** EXTRAIT DU TEXTE **
########################################
Une aube en clair-obscur

Motet

Un frisson totalement inédit vous saisit avec les premières lueurs de l’aube qui percent les fumerolles de Santorin au-dessus de son abyssale caldeira. Votre souffle s’accorde peu à peu aux rythmes légers et miroitements incessants de cet épiderme marin où s’engouffrent d’antiques songes. Les premiers feux de Phébus, par-delà le halo igné de l’ancienne Thira, frappent d’un sceau indélébile le cœur encore transi. Par cette blessure au flanc des ténèbres, un poudroiement de lumières quasi surnaturelles vous transporte alors jusqu’au banquet des dieux. Une joie aussi intense qu’éphémère, comme une divine félicité sans rime ni raison, en un clin d’œil vous extrait de votre léthargie. Éclipse l’enfer de vos cauchemars. Sa flèche perfore la coque de vos rêves qui fusent soudain comme un magma d’images bouillonnantes.
########################################
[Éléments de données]
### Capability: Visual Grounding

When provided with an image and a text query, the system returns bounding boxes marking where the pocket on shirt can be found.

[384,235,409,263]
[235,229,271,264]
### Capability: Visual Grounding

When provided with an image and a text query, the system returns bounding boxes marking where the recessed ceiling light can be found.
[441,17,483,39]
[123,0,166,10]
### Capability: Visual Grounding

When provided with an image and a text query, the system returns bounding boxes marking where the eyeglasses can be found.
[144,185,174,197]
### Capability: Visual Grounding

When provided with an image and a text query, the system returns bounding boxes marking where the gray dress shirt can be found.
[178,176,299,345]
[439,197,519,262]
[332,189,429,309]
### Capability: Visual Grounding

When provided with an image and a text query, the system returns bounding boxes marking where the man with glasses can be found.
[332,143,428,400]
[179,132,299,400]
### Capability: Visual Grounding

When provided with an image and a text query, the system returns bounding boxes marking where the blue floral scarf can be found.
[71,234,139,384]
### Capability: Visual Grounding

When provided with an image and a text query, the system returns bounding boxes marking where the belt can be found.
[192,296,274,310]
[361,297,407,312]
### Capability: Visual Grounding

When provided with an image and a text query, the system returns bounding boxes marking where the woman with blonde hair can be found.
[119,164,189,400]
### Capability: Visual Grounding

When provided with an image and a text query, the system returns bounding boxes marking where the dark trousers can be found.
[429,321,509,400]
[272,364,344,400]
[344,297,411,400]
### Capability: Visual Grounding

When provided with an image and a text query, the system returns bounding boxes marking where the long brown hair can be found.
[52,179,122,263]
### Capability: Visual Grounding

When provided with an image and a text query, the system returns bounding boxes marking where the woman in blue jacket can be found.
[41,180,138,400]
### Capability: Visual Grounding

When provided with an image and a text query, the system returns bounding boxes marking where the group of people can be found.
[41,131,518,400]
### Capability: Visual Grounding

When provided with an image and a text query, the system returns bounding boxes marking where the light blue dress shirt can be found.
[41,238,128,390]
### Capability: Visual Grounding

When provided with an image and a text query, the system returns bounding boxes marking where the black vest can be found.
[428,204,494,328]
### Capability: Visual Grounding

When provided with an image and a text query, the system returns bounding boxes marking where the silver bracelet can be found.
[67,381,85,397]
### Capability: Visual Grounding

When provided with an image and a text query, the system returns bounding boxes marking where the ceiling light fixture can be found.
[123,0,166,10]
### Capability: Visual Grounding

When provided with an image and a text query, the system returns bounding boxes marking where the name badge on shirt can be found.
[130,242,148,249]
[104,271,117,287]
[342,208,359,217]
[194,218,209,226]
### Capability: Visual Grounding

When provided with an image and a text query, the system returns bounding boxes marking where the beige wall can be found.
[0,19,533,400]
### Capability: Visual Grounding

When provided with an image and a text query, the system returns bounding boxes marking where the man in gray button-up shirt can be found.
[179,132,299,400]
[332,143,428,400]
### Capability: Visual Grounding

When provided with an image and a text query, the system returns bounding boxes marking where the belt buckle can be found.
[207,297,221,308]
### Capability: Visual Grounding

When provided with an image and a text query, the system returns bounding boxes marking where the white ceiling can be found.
########################################
** CONSIGNES **
A. Pouvez-vous traduire en anglais cette phrase du texte sur l’aube à Santorin : « Votre souffle s’accorde peu à peu aux rythmes légers et miroitements incessants de cet épiderme marin où s’engouffrent d’antiques songes. » ?
B. Pouvez-vous recopier fidèlement le passage du texte sur l’aube à Santorin qui s’ouvre sur les mots contenant « Un frisson totalement » et se termine par « magma d’images bouillonnantes. » ?
Le matériel ci-dessus est indépendant du texte sur l’aube à Santorin.

** RÉPONSES **
A. Your breath gradually falls in step with the light rhythms and ceaseless shimmering of this sea skin into which ancient dreams rush.

B.
Un frisson totalement inédit vous saisit avec les premières lueurs de l’aube qui percent les fumerolles de Santorin au-dessus de son abyssale caldeira. Votre souffle s’accorde peu à peu aux rythmes légers et miroitements incessants de cet épiderme marin où s’engouffrent d’antiques songes. Les premiers feux de Phébus, par-delà le halo igné de l’ancienne Thira, frappent d’un sceau indélébile le cœur encore transi. Par cette blessure au flanc des ténèbres, un poudroiement de lumières quasi surnaturelles vous transporte alors jusqu’au banquet des dieux. Une joie aussi intense qu’éphémère, comme une divine félicité sans rime ni raison, en un clin d’œil vous extrait de votre léthargie. Éclipse l’enfer de vos cauchemars. Sa flèche perfore la coque de vos rêves qui fusent soudain comme un magma d’images bouillonnantes.